Data entries
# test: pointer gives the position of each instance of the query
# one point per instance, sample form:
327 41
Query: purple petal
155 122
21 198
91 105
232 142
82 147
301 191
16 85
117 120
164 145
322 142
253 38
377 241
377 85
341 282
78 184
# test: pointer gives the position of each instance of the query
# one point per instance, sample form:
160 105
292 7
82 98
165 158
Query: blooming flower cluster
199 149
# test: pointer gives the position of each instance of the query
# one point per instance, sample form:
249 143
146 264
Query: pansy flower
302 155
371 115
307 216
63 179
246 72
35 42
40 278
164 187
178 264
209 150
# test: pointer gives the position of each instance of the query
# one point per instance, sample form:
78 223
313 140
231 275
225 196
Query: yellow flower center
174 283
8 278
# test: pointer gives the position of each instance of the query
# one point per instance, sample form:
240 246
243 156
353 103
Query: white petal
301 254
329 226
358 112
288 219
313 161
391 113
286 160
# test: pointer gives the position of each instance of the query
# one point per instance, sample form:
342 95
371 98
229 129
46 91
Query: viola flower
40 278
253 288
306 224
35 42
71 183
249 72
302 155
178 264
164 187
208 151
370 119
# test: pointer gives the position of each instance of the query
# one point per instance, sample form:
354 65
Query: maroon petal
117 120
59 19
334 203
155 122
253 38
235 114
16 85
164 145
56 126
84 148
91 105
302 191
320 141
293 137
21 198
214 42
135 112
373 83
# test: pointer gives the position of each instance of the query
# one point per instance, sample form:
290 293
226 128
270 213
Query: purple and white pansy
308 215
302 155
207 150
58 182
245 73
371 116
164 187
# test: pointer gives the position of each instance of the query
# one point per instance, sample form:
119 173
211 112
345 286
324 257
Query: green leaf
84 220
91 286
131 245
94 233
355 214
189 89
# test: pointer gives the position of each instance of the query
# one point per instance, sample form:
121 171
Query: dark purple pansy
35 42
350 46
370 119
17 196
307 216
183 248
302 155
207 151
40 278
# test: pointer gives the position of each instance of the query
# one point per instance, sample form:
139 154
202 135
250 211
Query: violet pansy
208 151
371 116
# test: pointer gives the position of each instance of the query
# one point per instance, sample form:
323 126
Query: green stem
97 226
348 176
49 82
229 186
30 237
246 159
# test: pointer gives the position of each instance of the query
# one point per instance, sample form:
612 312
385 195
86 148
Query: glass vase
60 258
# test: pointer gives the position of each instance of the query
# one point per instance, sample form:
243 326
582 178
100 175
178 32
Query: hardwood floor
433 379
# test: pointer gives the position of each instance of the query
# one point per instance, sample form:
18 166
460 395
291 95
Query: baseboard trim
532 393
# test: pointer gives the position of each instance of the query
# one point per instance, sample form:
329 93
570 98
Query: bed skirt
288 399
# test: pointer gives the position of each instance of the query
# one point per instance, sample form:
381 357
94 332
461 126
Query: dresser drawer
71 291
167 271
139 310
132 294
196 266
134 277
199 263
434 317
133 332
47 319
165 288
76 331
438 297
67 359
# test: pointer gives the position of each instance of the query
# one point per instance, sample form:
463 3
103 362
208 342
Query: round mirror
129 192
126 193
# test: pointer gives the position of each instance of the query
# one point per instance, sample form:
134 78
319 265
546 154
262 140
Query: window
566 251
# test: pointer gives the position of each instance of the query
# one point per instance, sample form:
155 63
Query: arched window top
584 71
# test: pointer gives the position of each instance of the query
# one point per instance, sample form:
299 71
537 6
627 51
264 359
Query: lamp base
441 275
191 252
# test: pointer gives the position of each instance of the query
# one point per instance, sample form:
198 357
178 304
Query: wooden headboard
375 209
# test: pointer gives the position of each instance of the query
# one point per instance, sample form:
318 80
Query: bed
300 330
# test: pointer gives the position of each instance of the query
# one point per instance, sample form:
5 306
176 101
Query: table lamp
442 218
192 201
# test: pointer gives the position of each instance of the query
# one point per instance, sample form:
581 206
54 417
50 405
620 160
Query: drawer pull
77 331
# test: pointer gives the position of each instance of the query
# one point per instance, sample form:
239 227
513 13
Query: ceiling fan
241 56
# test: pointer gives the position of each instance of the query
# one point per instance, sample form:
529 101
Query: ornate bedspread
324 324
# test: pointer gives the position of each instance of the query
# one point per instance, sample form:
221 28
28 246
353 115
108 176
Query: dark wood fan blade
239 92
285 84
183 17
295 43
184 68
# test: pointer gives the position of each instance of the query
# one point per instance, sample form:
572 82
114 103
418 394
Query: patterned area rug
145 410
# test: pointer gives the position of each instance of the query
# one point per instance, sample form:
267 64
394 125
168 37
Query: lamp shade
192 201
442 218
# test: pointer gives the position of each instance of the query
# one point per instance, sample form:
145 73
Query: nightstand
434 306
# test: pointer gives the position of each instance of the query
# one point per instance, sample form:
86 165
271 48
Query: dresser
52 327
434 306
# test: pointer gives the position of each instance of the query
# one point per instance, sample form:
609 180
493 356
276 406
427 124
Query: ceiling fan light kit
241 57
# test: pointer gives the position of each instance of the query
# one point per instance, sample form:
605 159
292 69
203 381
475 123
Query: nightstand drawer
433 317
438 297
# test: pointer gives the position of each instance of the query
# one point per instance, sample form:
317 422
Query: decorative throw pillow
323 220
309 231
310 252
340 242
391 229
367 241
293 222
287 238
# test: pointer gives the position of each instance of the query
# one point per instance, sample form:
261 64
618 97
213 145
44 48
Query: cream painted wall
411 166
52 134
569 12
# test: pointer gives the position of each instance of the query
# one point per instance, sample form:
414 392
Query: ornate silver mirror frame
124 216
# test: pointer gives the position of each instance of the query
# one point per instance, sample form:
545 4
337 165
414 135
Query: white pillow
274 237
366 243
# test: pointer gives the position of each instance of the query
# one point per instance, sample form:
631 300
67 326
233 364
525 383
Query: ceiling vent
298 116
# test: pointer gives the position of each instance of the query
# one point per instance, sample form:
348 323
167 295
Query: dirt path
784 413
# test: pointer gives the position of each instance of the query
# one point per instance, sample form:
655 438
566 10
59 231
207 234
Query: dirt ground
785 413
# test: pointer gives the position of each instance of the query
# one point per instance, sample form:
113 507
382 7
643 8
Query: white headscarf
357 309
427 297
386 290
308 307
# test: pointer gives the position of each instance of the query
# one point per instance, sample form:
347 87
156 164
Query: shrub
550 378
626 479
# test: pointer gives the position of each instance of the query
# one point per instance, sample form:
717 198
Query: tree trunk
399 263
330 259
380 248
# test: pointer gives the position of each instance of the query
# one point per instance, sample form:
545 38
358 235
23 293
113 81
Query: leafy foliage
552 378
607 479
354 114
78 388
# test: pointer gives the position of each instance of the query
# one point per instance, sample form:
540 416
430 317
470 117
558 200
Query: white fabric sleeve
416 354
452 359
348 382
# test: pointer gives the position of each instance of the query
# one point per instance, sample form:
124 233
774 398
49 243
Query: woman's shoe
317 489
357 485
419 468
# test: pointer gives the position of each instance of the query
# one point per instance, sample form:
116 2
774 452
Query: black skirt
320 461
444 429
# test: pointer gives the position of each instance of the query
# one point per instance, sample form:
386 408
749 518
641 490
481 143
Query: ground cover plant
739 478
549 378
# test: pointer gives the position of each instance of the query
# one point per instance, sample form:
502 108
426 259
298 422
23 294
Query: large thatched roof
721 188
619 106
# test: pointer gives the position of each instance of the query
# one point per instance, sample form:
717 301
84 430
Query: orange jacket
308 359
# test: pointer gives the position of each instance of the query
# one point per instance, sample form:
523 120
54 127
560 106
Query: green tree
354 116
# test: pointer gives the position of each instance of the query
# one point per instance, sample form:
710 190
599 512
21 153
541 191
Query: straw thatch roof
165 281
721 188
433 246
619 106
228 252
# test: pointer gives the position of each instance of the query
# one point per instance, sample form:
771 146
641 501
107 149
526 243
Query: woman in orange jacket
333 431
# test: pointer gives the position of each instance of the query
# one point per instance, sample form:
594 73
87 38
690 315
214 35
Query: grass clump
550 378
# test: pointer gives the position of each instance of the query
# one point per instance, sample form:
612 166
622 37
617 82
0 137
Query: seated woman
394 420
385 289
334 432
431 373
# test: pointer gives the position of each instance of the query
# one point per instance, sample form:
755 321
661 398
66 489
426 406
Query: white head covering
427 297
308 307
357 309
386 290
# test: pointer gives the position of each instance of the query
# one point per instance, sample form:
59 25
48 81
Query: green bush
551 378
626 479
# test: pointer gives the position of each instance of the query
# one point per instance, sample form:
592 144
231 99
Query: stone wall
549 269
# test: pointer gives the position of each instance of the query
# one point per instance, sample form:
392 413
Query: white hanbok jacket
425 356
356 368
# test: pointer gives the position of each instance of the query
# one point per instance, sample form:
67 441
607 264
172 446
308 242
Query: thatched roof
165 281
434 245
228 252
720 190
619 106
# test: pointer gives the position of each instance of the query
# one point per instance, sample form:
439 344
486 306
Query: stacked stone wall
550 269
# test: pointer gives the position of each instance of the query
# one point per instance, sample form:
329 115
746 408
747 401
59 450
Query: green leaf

---

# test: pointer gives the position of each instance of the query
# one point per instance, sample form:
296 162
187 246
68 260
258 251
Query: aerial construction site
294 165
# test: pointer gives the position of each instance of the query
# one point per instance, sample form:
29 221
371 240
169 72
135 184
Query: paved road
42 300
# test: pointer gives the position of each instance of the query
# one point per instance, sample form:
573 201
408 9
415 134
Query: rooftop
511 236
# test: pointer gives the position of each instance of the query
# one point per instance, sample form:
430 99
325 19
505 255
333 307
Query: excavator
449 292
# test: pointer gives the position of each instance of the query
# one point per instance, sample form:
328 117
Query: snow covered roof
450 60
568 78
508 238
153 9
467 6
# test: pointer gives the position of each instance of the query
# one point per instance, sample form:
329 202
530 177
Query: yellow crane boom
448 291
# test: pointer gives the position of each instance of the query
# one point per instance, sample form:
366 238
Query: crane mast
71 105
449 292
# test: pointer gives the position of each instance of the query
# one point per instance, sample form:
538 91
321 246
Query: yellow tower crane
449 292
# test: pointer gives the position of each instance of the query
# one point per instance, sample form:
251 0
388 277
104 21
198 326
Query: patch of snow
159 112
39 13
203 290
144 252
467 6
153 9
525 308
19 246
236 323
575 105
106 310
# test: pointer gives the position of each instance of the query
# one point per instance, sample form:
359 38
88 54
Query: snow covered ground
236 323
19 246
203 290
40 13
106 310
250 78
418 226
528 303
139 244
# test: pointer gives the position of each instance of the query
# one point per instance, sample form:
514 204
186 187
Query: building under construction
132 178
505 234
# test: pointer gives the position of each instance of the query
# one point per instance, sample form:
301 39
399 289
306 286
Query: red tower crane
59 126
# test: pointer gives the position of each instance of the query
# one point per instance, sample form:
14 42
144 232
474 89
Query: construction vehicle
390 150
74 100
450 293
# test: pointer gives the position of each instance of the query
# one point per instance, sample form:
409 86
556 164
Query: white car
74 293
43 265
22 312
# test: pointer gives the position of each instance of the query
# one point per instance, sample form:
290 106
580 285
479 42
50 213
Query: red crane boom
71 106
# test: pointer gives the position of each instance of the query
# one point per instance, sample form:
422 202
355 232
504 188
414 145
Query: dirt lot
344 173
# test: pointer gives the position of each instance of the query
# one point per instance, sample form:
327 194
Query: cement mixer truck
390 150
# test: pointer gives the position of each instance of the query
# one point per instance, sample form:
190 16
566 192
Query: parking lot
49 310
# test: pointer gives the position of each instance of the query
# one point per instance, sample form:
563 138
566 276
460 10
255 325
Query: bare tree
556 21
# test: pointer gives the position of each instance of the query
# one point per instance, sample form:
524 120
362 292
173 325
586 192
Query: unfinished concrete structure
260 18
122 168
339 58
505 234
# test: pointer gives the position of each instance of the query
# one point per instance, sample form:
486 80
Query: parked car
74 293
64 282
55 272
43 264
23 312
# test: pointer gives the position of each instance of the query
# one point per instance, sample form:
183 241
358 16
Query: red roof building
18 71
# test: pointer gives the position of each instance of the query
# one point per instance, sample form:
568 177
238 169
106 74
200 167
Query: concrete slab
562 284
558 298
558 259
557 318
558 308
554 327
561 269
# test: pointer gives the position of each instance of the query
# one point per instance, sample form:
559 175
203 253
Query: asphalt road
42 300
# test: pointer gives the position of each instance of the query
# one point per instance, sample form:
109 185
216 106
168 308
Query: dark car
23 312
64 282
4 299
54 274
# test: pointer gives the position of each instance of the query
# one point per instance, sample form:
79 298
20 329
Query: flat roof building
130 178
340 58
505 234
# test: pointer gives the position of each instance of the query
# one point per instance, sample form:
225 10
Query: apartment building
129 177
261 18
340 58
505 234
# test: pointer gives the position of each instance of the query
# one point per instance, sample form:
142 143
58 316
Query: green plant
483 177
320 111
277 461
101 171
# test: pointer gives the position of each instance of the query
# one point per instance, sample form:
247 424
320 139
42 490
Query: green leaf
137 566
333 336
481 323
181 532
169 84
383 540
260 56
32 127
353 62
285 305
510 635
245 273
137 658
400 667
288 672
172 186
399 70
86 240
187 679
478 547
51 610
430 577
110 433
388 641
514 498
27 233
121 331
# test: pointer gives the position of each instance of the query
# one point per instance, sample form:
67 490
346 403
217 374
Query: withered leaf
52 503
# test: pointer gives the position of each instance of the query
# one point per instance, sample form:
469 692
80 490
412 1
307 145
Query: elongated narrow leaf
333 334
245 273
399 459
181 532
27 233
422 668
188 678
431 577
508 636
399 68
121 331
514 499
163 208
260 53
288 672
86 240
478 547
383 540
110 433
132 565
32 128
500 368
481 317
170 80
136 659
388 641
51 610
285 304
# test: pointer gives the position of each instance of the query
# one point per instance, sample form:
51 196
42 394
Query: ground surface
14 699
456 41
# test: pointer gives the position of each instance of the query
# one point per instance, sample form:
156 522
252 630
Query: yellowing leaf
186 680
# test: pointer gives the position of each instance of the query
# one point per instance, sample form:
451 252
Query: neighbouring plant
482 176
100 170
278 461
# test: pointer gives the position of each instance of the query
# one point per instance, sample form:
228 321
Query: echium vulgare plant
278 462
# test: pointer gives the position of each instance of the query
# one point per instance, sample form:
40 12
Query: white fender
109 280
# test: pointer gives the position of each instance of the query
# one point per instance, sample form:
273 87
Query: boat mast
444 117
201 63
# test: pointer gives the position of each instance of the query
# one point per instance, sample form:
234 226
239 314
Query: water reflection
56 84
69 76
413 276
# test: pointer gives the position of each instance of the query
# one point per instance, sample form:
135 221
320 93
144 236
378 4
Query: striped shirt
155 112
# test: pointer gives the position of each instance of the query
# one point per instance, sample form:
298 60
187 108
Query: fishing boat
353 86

● **Problem to work on**: Which lines in the data entries above contain the word "white"? Gather all of them and copy each one out.

● **Output of the exercise**:
Query: white petal
Query: purple and white pansy
Query: white pillow
Query: white headscarf
Query: white fabric sleeve
Query: white head covering
Query: white hanbok jacket
Query: white car
Query: white fender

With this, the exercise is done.